▶ PASSAGE PROVIDED:
_ _ _ _ _

A cross-platform, GPU accelerated program for plotting and analyzing signals in real-time.

License Release

What is it?

It's a simple program that reads data from standard input and plots it in real-time like an oscilloscope. It can also do linear regression using the method of least squares to fit polynomials up to degree two to a subset of the data. Aside from calculating coefficients for the polynomials, it also gives the estimate of the standard error of the coefficients. All calculations are numerically stable and use BLAS for the linear algebra backend. It also uses OpenGL for GPU acceleration.

Installation

You can either use already compiled binaries for Linux in releases section, or you can compile from source.

To compile from source, you're going to need to install rustup, CMake, gcc, and gfortran for compiling OpenBLAS.

For example, on Arch Linux you can install them easily by using a package manager:

paru -S rustup cmake gcc gcc-fortran

You're also going to need to have your GPU drivers installed.

Once you have everything installed, you have to clone this repository.

git clone https://github.com/svencurkovic/rt-plot.git && cd rt-plot

And finally to compile everything simply run the following command.

cargo build --release

After the compilation is done you can find the compiled binaries in target/release/. There you will find two binaries: rt-plot and rt-relay.

Usage

If you've compiled the binaries from source yourself, make sure you either move the binaries to the root directory of the repository or adjust the paths in this section accordingly. Especially if you do not specify a color scheme since rt-plot will look for the default theme in resources/default/....

_ _ _ _ _

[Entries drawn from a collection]
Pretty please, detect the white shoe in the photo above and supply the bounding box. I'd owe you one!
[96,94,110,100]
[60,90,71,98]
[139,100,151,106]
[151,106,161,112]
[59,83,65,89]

_ _ _ _ _

Reproduce the passage about the rt-plot program word for word, from its first line to its last.

▶ FULL OUTPUT:
A cross-platform, GPU accelerated program for plotting and analyzing signals in real-time.

License Release

What is it?

It's a simple program that reads data from standard input and plots it in real-time like an oscilloscope. It can also do linear regression using the method of least squares to fit polynomials up to degree two to a subset of the data. Aside from calculating coefficients for the polynomials, it also gives the estimate of the standard error of the coefficients. All calculations are numerically stable and use BLAS for the linear algebra backend. It also uses OpenGL for GPU acceleration.

Installation

You can either use already compiled binaries for Linux in releases section, or you can compile from source.

To compile from source, you're going to need to install rustup, CMake, gcc, and gfortran for compiling OpenBLAS.

For example, on Arch Linux you can install them easily by using a package manager:

paru -S rustup cmake gcc gcc-fortran

You're also going to need to have your GPU drivers installed.

Once you have everything installed, you have to clone this repository.

git clone https://github.com/svencurkovic/rt-plot.git && cd rt-plot

And finally to compile everything simply run the following command.

cargo build --release

After the compilation is done you can find the compiled binaries in target/release/. There you will find two binaries: rt-plot and rt-relay.

Usage

If you've compiled the binaries from source yourself, make sure you either move the binaries to the root directory of the repository or adjust the paths in this section accordingly. Especially if you do not specify a color scheme since rt-plot will look for the default theme in resources/default/....